Set down every line below, word for word.

*** EXTRACTED ENTRIES

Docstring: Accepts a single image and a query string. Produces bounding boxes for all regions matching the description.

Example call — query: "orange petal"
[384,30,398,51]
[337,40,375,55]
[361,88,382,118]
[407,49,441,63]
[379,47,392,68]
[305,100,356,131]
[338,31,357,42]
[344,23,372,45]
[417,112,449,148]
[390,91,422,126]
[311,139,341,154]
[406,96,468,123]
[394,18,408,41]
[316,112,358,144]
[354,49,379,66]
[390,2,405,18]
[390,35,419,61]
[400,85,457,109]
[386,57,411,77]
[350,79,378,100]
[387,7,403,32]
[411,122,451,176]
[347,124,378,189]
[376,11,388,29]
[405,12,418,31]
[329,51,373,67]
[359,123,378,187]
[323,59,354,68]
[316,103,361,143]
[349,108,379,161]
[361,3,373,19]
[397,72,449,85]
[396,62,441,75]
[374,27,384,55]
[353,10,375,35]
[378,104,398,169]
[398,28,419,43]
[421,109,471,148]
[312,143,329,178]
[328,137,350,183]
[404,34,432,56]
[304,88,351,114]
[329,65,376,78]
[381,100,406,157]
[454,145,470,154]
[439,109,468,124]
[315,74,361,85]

******

**ANSWER SPACE**.
Docstring: Accepts a single image and a query string. Produces bounding boxes for all regions matching the description.

Example call — query: "orange petal"
[384,30,398,51]
[337,40,375,55]
[361,88,382,118]
[407,49,441,63]
[379,47,392,68]
[305,100,356,131]
[338,31,357,42]
[344,23,372,45]
[417,112,449,148]
[390,91,422,126]
[311,139,341,154]
[406,96,468,123]
[394,18,408,41]
[316,112,358,144]
[354,49,379,66]
[390,2,405,18]
[390,35,419,61]
[400,85,457,109]
[386,57,411,77]
[350,79,378,100]
[387,7,403,32]
[411,122,451,176]
[347,124,378,189]
[376,11,388,29]
[405,12,418,31]
[329,51,373,67]
[359,123,378,187]
[323,59,354,68]
[316,103,361,143]
[349,108,379,161]
[361,3,373,19]
[397,72,449,85]
[396,62,441,75]
[374,27,384,55]
[353,10,375,35]
[378,104,398,169]
[398,28,419,43]
[421,109,471,148]
[312,143,329,178]
[328,137,350,183]
[404,34,432,56]
[304,88,351,114]
[329,65,376,78]
[381,100,406,157]
[454,145,470,154]
[439,109,468,124]
[315,74,361,85]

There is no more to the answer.